▶ [Exercise requirements] Please return the records below exactly as they appear, leaving every picture out.

Data records:
§

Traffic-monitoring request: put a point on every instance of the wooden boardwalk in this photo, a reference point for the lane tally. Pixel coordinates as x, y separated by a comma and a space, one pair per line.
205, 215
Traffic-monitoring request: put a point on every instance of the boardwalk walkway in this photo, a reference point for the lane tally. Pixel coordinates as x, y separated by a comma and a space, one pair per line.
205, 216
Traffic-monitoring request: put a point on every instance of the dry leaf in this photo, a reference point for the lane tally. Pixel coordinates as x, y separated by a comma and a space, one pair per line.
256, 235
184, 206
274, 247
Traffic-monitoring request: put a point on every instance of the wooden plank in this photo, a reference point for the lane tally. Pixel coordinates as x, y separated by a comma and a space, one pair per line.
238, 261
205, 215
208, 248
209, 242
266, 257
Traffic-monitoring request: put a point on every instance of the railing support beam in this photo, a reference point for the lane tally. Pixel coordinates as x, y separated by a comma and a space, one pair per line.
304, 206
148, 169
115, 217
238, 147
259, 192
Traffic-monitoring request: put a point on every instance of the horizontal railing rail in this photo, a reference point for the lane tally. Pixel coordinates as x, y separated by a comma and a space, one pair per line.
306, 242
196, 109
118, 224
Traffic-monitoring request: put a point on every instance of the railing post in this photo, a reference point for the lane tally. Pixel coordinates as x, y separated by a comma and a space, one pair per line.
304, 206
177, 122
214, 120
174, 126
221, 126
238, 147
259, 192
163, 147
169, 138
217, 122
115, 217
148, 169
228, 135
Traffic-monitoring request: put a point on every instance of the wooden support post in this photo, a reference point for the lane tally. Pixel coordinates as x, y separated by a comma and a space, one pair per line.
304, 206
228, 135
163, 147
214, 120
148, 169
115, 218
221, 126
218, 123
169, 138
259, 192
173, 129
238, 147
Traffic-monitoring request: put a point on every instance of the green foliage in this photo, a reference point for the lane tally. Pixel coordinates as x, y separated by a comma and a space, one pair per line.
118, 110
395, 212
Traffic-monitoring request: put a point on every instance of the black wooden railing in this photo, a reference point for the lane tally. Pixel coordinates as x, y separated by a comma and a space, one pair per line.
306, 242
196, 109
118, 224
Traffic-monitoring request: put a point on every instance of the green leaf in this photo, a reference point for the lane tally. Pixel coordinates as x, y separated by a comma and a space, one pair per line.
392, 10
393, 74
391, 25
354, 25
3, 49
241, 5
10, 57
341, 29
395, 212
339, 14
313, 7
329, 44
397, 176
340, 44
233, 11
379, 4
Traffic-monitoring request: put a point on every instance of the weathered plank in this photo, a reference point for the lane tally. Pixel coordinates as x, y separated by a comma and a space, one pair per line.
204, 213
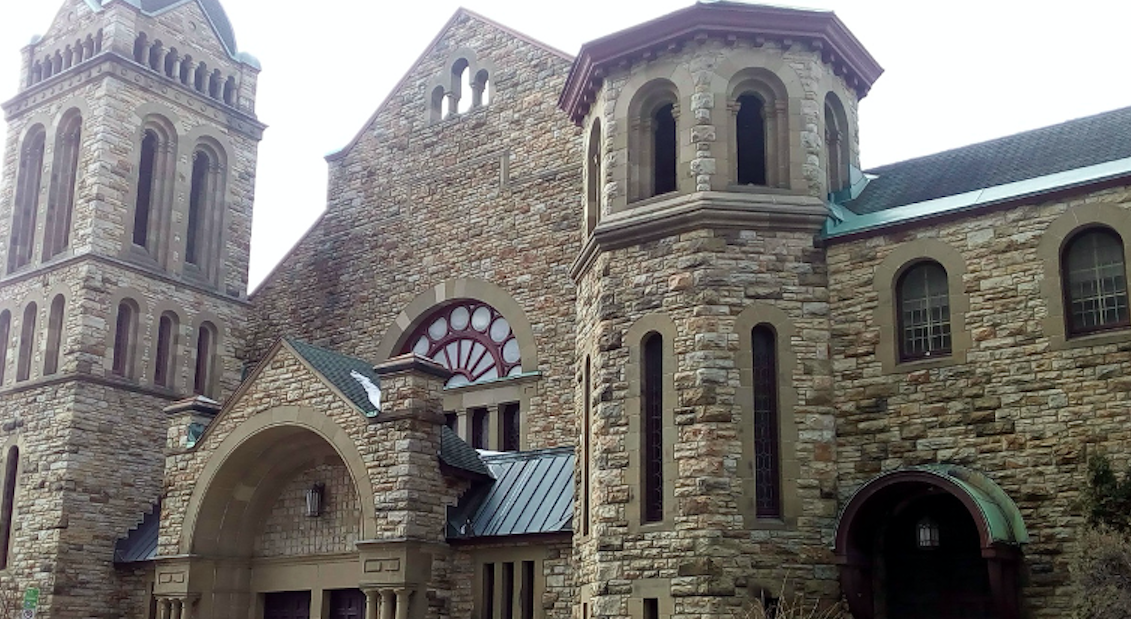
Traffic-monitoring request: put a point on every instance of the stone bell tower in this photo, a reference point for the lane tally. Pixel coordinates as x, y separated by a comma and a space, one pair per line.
124, 233
714, 138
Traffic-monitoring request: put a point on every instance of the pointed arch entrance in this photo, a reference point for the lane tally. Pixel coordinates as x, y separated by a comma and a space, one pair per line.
931, 542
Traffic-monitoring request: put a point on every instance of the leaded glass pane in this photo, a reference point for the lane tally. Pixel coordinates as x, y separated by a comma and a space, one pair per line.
1096, 280
924, 312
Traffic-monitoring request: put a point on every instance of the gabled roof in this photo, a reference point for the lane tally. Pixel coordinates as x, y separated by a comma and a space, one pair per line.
212, 8
823, 29
1071, 145
532, 493
353, 377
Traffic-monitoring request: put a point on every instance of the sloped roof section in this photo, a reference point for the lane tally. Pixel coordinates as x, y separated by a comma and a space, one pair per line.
213, 9
533, 493
140, 544
1071, 145
353, 377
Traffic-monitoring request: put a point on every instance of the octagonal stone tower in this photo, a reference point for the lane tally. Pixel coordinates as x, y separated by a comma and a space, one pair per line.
714, 138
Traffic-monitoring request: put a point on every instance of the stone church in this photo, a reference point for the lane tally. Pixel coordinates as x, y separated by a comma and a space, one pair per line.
628, 334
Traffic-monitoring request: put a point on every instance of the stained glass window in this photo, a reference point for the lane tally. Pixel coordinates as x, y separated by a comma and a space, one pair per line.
1095, 280
472, 340
767, 445
924, 312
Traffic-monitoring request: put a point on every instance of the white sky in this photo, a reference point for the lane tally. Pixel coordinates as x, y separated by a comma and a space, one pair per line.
956, 72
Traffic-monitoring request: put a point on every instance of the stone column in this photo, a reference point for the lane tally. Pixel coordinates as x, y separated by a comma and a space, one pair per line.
387, 603
403, 600
372, 603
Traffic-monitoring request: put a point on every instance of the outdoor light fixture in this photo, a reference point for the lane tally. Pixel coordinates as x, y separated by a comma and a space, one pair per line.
314, 495
927, 531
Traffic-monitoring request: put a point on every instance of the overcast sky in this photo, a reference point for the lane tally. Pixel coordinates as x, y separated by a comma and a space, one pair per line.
956, 72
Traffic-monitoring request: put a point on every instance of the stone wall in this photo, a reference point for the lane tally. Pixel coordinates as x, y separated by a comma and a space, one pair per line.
1021, 404
485, 196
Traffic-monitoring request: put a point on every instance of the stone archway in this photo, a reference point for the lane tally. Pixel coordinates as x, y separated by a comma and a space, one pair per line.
964, 566
236, 492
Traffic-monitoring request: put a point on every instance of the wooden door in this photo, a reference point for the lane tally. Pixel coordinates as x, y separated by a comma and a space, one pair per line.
287, 604
347, 603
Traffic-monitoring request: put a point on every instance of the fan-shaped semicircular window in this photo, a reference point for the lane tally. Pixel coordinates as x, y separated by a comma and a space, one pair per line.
471, 338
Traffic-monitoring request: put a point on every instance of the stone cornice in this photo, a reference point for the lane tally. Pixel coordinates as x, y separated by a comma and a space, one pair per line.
706, 209
821, 31
111, 63
161, 276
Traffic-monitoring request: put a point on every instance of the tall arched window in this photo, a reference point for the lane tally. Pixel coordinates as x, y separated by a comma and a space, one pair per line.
5, 334
204, 381
164, 361
836, 144
472, 340
593, 178
8, 504
54, 335
760, 129
26, 343
63, 179
751, 139
652, 398
664, 149
156, 171
206, 209
767, 423
924, 311
1094, 276
124, 338
586, 447
27, 198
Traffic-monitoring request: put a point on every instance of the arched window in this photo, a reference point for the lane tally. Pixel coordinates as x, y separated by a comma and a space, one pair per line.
652, 398
26, 343
760, 129
63, 180
27, 198
156, 171
460, 83
586, 447
481, 94
664, 149
1094, 276
836, 144
165, 359
594, 178
924, 311
206, 211
8, 504
751, 139
471, 338
767, 433
124, 338
204, 381
54, 335
5, 334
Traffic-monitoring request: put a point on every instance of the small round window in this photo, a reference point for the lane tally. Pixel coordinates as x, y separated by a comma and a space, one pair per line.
472, 340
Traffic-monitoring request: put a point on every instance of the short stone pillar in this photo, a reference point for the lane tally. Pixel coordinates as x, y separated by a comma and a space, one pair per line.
188, 420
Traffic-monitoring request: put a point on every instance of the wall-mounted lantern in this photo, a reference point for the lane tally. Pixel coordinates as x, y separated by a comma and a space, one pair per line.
927, 532
314, 495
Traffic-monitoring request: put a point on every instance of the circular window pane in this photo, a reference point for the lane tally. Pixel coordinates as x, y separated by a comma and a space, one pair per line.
500, 329
438, 329
481, 319
459, 318
510, 352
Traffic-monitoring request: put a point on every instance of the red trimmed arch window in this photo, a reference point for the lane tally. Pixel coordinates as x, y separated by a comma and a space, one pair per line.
471, 338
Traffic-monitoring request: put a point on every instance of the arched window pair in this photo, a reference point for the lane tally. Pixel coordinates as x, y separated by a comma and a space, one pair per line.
450, 101
60, 195
205, 380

§

▶ [Expected output]
Traffic-monitoring request: put a point on every instance of the wooden boardwalk in this photo, a reference point for the lane tally. Pixel coordinates as x, y separated by a comma and a space, one pair per line.
205, 215
Traffic-monitoring request: put a point on every instance of the boardwalk walkway in this photo, a reference point for the lane tally. Pixel coordinates as x, y separated by a comma and a space, one pair per line.
205, 216
Traffic-monitoring request: put a point on every instance of the dry leaf in this photo, a reference point for the lane tally. Pixel coordinates as x, y separated by a comma and a space, one pair per line.
256, 235
184, 206
274, 247
Traffic-monitoring request: put a point on every instance of the wooden plank in this photo, a reference point for the lane tally. Pixel coordinates as x, y separated by a comma and a space, one pair per line.
238, 261
205, 215
208, 248
209, 242
266, 257
Traffic-monitoring request: put a point on every instance of the railing support beam in this photo, a reference point for the lane tally. Pixel coordinates as x, y separated by a comma and a space, one pair per line.
304, 206
148, 169
115, 217
238, 147
259, 192
Traffic-monitoring request: put a point on every instance of the horizontal railing rail in this photo, a reference point for the lane tally. Pixel coordinates as x, y separated by a comma and a space, one pair per line.
306, 242
196, 109
118, 224
Traffic-monitoring request: put a point on every instance of the railing post in this photo, a reference point for the lane tally. Pixel coordinates as x, y separated by a comma and a space, one pair per line.
304, 206
177, 122
214, 120
174, 126
221, 126
238, 147
259, 192
163, 147
169, 138
217, 122
115, 217
148, 169
228, 135
Traffic-monitoring request: put a point on every instance of the wooden support post in this photo, a reference point for the lane tally. Pixel coordinates as x, y separated by a comma and a space, one pair per line.
304, 206
228, 135
163, 147
214, 120
148, 169
115, 218
221, 126
218, 123
169, 138
259, 192
173, 129
238, 147
Traffic-monitoring request: put a point on every instance of the green foliage in this photo, a reference point for the lane tally. Pixel coordinates as x, y separated by a comma and a space, one pair per line.
118, 110
395, 212
Traffic-monitoring request: put a point on every instance of the black wooden railing in this photo, a reference point for the lane tally. Pixel coordinates as x, y separated by a comma and a space, one pair per line.
306, 242
196, 109
118, 224
Traffic-monitoring request: put a point on every instance of the green leaf in this photo, a reference point for the lane tally. Pixel coordinates as x, y separated by a comma and a space, one pair per line.
392, 10
393, 74
391, 25
354, 25
3, 49
241, 5
10, 57
341, 29
395, 212
339, 14
313, 7
329, 44
397, 176
340, 44
233, 11
379, 4
Traffic-monitoring request: put a point on every instance of the weathered plank in this photo, a reference point for the lane tally. Pixel coordinates as x, y separated by a comma and a space, one pair per line.
204, 213
Traffic-monitoring request: put a point on every instance of the stone bell tower in this photo, a reference point for the lane tally. Pixel coordinates as x, y separated by a comma and a space, one pair per line.
124, 233
714, 138
Traffic-monitoring request: put a point on every instance of the pointed arch entrance in this photo, a reference point for the lane tally. Pixel coordinates as x, y separated by a comma and a space, one pair per line.
931, 542
Traffic-monitoring request: put a point on every instance of the leaded glass pane in this photo, a reference point for the lane tally. Pixel coordinates as x, y separated by a comma and a space, one pair per line.
1096, 280
924, 312
Traffic-monitoring request: put a point on every instance of the gabled roof in this photo, a reference point for the lane tally. Pixel coordinates as x, y separated by a comma and a space, one pair per line.
212, 8
823, 29
1071, 145
532, 493
353, 377
Traffic-monitoring request: put a point on every instance of the sloped roof section in this photo, a reference point for the lane tally. Pixel coordinates as x, y separated by a comma and a space, one pair per line.
213, 9
533, 493
140, 544
1071, 145
353, 377
Traffic-monitoring request: put a point on every instance of the octagonal stone tower in this photo, a reference point for the lane tally. Pixel coordinates as x, y separated by a comma and a space, one pair per line.
714, 138
Traffic-monitoring request: put a point on every instance of the stone church in this photo, a reference point for the lane tally. Pixel coordinates as x, y separated by a comma and a space, one pair per line.
628, 334
Traffic-monitoring request: put a point on every instance of the stained glass window in this photo, a reference point for the lane tally. Pixel coordinates as x, y separated by a comma and a space, one pair per line.
1095, 280
472, 340
767, 445
924, 312
Traffic-monitoring request: put a point on every instance of the white sky in this photo, a reference point for the lane tally. Pixel coordinates as x, y separated by a comma and a space, one pair per line.
956, 72
Traffic-monitoring request: put a point on every instance of the stone column in this photo, a reference point for the lane tally. Pixel coordinates as x, y separated by a comma and a space, one pair per line.
387, 603
403, 600
372, 603
Traffic-monitoring request: put a point on every instance of the outdoor light fixture in this photo, a reference point for the lane tally. Pixel coordinates as x, y separated by a comma and a space, one pair per line.
314, 495
927, 531
Traffic-monitoring request: put a point on every instance of the overcast sky in this photo, a reference point for the lane tally. Pixel coordinates as x, y separated by a comma and a space, one pair per line.
956, 72
Traffic-monitoring request: put a point on every instance of the stone wall in this photo, a reference point for the lane tally. Pixel coordinates as x, y separated by a comma and a space, one pair per line.
1021, 404
485, 196
Traffic-monitoring request: put a point on every instance of the stone archway in this photo, a reference point for the lane tally. Pixel coordinates as x, y separated by a comma and a space, one pair per line.
964, 566
236, 492
Traffic-monitoring request: put a point on every instance of the wooden door in this photo, a reference point for the lane tally. Pixel coordinates as x, y separated by a comma and a space, one pair per line.
287, 604
347, 603
Traffic-monitoring request: put a point on every instance of the fan-shaped semicircular window in this photo, a reference point for the lane tally. Pixel coordinates as x, y separated by a comma and a space, one pair per line.
471, 338
Traffic-monitoring request: put a point on every instance of the stone cornice in this photo, a reference point for the lane tally. Pixel coordinates as x, y separated by a comma and a space, one pair per line.
706, 209
821, 31
111, 63
161, 276
Traffic-monitoring request: put a point on every instance of the tall arched window in this photo, a reference point for the lane tally. Pixel coordinates as x, y separated by a comma and a space, one pair per line.
5, 334
204, 381
164, 361
836, 144
472, 340
593, 178
8, 504
54, 335
760, 129
26, 343
63, 179
751, 139
652, 398
664, 149
156, 171
206, 209
767, 423
924, 311
1094, 276
124, 338
586, 447
27, 198
Traffic-monitoring request: put a point on every instance of the arched window in this photo, a reference point for the lane tally. Pixel coordinates as x, y separated by a comma and a space, one pair per line.
652, 398
26, 343
760, 129
63, 180
27, 198
156, 171
460, 83
586, 447
481, 94
664, 149
1094, 276
836, 144
165, 359
594, 178
924, 311
206, 211
8, 504
751, 139
471, 338
767, 433
124, 338
204, 381
54, 335
5, 334
Traffic-monitoring request: put a point on every instance of the small round window in this photo, a reference point for the lane tally. Pixel coordinates as x, y separated by a comma and a space, one pair per line.
472, 340
Traffic-monitoring request: put a point on every instance of the short stone pillar in this photo, a reference point for the lane tally. Pixel coordinates as x, y separated by a comma and a space, one pair per line.
188, 420
Traffic-monitoring request: put a point on every instance of the wall-mounted lantern in this photo, a reference point for the lane tally. Pixel coordinates as x, y separated by a comma and a space, one pair per line.
927, 532
314, 495
Traffic-monitoring request: put a point on every instance of the circular window pane in this photo, a reference point for the lane tally. Pixel coordinates as x, y separated by a comma and a space, one pair per line.
500, 329
438, 329
481, 319
459, 318
510, 352
Traffic-monitoring request: put a point on every instance of the red trimmed arch window in this photo, a reference point for the lane tally. Pixel coordinates as x, y separated by a comma and a space, one pair per line.
471, 338
Traffic-monitoring request: put a point on every instance of the arched window pair in this photo, a reference point for the lane tally. Pixel coordinates as x, y separated by a comma and a space, one pair per line.
450, 101
60, 195
205, 380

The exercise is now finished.